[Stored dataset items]
+++++

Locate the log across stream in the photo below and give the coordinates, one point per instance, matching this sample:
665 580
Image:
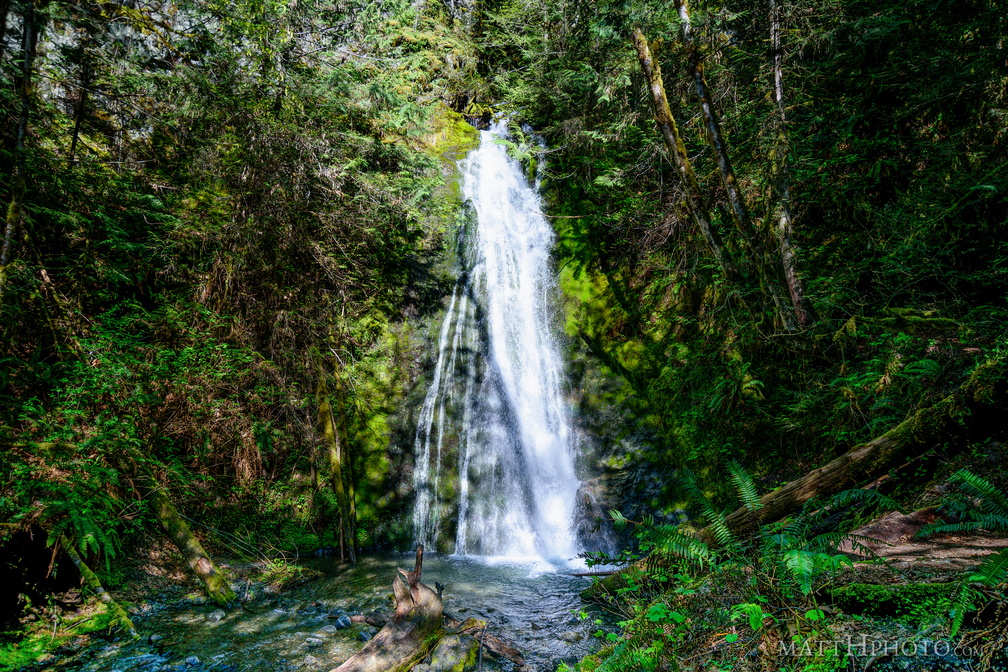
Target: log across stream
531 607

+++++

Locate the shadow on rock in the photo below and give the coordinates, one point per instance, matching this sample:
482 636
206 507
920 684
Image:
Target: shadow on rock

+++++

### Exercise objective:
List every line of the records that contains the string "across". Treat uppercase and lowercase as different.

### Final result:
Locate the log across stream in the photo below and give the coordinates, one point per instance, matching this sample:
Target: log across stream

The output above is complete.